» Given request 1:
Quote the stretch of the Olston court opinion from "Lead Opinion" through "choses in action.".
» Given request 2:
Answer these questions about the Olston court opinion:
(a) Which case settled that Section 1168 applies only to tangible property?
(b) Which section of B. & C. Comp. authorizes certain debts to be compounded?
(c) Which justice delivered the opinion of the court?
» Given request 3:
Carry on the Olston court opinion past its last sentence.

Olston v. Oregon Water Power & Ry. Co.

96 P. 1095 | Or. | 1908

Lead Opinion

MR. Justice Eakin

delivered the opinion of the court.

1. The second reply to the answer, namely, that the administrator cannot settle an unliquidated claim for damages without an order of the county court, involves the effect of our statute upon the common-law powers of the administrator. It is settled by Weider v. Osborn, 20 Or. 307 (25 Pac. 715), that Section 1168, B. & C. Comp., prohibiting the sale of personal property by an administrator, except upon an order of the county court *348or judge thereof, applies only to tangible property and has no application to choses in action.

2. At common - law the executor and administrator has an absolute power of disposal over the whole of the personal' effects of decedent (1 Williams, Executors, pp. 485, 545), with full power to compromise or accept any composition or otherwise settle any debt, claim, or thing whatsoever (Id. p. 713), and Section 1211, B. & C. Comp.,- authorizing certain debts to be compounded, applies only to those of insolvent debtors, and does not include the adjustment or settlement of an unliquidated claim for damages (Washington v. Louisville & N. R. Co., 34 Ill. App. 658; (136 Ill. 49: 26 N. E. 653) ; Moulton v. Holmes, 57 Cal. 337; Parker v. Providence & S. S. Co., 17 R. I. 376 (22 Atl. 284: 23 Atl. 102: 14 L. R. A. 414: 33 Am. Rep. 869). Therefore, as to an unliquidated claim for damages, the powers of an administrator remain in this State as at common law, and he may liquidate and accept settlement of such a claim without special authority from the county court.

» Raw data:
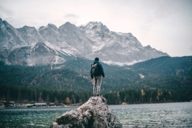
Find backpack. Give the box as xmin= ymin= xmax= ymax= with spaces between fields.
xmin=91 ymin=63 xmax=99 ymax=77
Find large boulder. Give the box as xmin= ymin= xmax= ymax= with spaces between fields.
xmin=52 ymin=96 xmax=122 ymax=128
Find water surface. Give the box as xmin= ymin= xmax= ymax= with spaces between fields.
xmin=0 ymin=102 xmax=192 ymax=128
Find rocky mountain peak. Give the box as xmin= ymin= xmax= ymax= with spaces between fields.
xmin=81 ymin=22 xmax=110 ymax=33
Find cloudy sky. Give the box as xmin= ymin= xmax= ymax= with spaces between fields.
xmin=0 ymin=0 xmax=192 ymax=56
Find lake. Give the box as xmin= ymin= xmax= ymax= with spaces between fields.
xmin=0 ymin=102 xmax=192 ymax=128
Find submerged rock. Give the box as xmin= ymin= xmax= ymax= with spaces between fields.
xmin=52 ymin=96 xmax=122 ymax=128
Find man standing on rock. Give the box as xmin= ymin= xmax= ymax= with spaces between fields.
xmin=90 ymin=57 xmax=105 ymax=96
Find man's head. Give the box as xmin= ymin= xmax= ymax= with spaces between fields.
xmin=95 ymin=57 xmax=99 ymax=62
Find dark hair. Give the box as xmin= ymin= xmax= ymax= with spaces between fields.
xmin=95 ymin=57 xmax=99 ymax=61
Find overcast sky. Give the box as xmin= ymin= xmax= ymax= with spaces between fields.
xmin=0 ymin=0 xmax=192 ymax=56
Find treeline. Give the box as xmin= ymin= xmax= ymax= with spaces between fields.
xmin=0 ymin=86 xmax=90 ymax=104
xmin=104 ymin=88 xmax=192 ymax=104
xmin=0 ymin=86 xmax=192 ymax=104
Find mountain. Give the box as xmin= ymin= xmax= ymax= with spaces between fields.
xmin=0 ymin=56 xmax=192 ymax=104
xmin=0 ymin=19 xmax=168 ymax=66
xmin=0 ymin=56 xmax=192 ymax=91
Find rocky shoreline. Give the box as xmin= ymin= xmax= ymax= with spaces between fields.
xmin=51 ymin=96 xmax=122 ymax=128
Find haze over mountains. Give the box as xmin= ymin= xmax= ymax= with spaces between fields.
xmin=0 ymin=19 xmax=168 ymax=66
xmin=0 ymin=19 xmax=192 ymax=104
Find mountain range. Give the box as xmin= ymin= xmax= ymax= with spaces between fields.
xmin=0 ymin=19 xmax=168 ymax=66
xmin=0 ymin=19 xmax=192 ymax=103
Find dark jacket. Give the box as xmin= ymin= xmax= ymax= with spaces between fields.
xmin=90 ymin=61 xmax=105 ymax=78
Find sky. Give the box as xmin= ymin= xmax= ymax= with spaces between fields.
xmin=0 ymin=0 xmax=192 ymax=56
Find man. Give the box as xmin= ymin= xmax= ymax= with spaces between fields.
xmin=90 ymin=57 xmax=105 ymax=96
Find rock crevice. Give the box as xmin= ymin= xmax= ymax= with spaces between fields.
xmin=53 ymin=96 xmax=122 ymax=128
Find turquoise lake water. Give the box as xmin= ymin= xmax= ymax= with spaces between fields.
xmin=0 ymin=102 xmax=192 ymax=128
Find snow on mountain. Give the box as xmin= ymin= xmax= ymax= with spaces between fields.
xmin=0 ymin=19 xmax=167 ymax=65
xmin=81 ymin=22 xmax=167 ymax=65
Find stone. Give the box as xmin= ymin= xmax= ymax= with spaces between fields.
xmin=52 ymin=96 xmax=122 ymax=128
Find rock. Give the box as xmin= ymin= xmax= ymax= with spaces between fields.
xmin=52 ymin=96 xmax=122 ymax=128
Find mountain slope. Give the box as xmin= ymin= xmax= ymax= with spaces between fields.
xmin=0 ymin=57 xmax=192 ymax=92
xmin=0 ymin=19 xmax=167 ymax=66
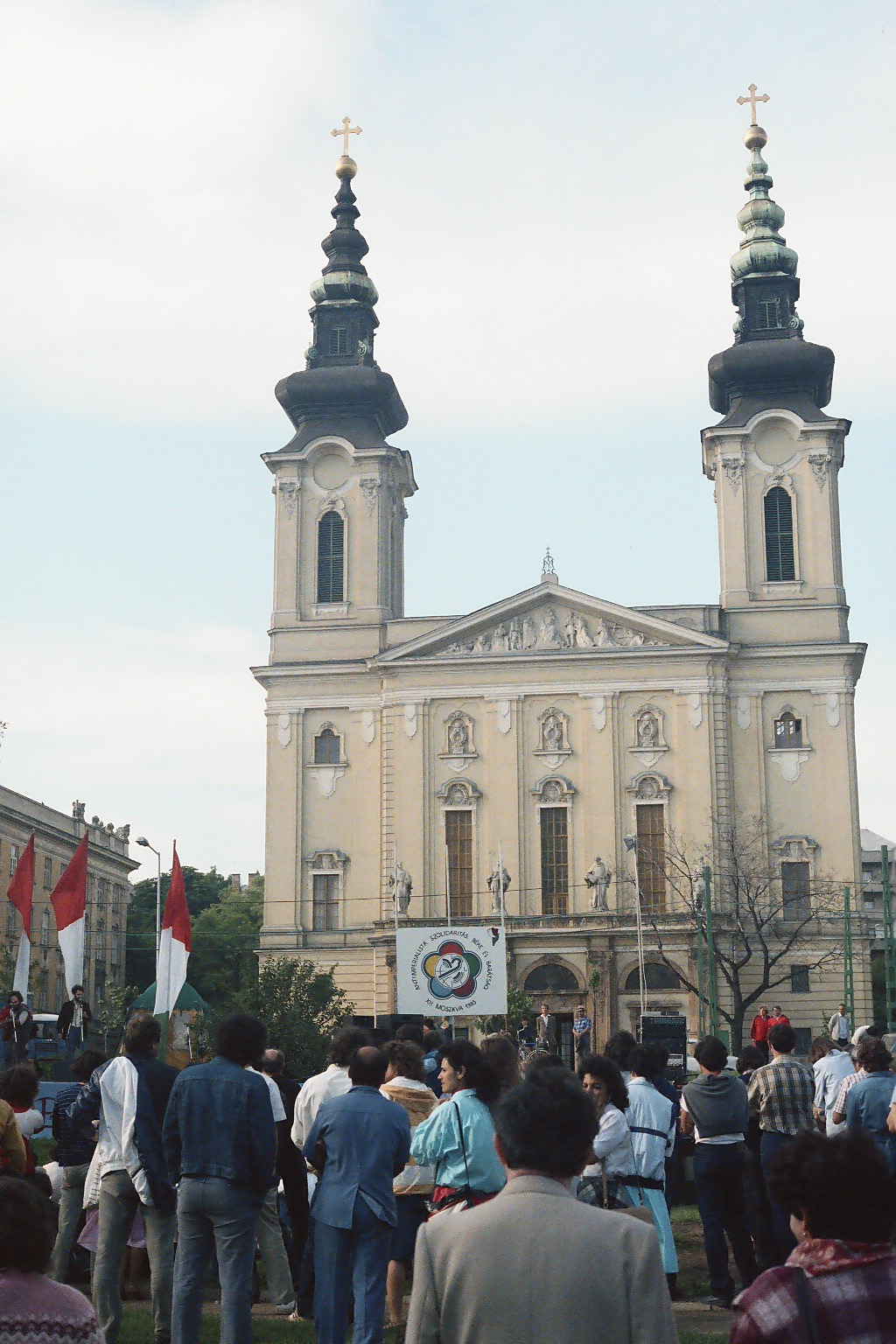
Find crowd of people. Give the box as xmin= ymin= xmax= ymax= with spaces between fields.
xmin=0 ymin=1004 xmax=896 ymax=1344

» Right answer 1:
Lead Opinion

MR. Justice Eakin

delivered the opinion of the court.

1. The second reply to the answer, namely, that the administrator cannot settle an unliquidated claim for damages without an order of the county court, involves the effect of our statute upon the common-law powers of the administrator. It is settled by Weider v. Osborn, 20 Or. 307 (25 Pac. 715), that Section 1168, B. & C. Comp., prohibiting the sale of personal property by an administrator, except upon an order of the county court *348or judge thereof, applies only to tangible property and has no application to choses in action.

» Right answer 2:
(a) Weider v. Osborn, 20 Or. 307 (25 Pac. 715)
(b) Section 1211
(c) Justice Eakin

» Right answer 3:
3. Plaintiff objected to the introduction of the release in evidence, for the reason that it is only his individual release and does not bind the estate. Although it states that “for myself, my heirs, executors, and administrators, hereby release,” etc., yet the circumstances under which it was given show that the payment which it acknowledges was to cover the whole liability of the defendant, not only in his own interests, but in the interest of his mother, brother, and .sisters, and that he was appointed' administrator of the estate because he could not individually receipt for it. It is a claim in which the individual heirs have no direct interest. The fund is the property of the estate.

4. By Sections 379, 381, B. & C. Comp., the heirs have no remedy for damages occasioned by an injury to the person of the decedent. The release is signed by “John H. Olston, as administrator of the estate of William H. *349Olston, deceased,” which shows an intention to bind the estate, especially as it alone was entitled to receive the money. However, if the intention is ambiguous or doubtful, it is a question of fact for the jury to determine, and' the court was not in error in refusing to exclude the release on that ground.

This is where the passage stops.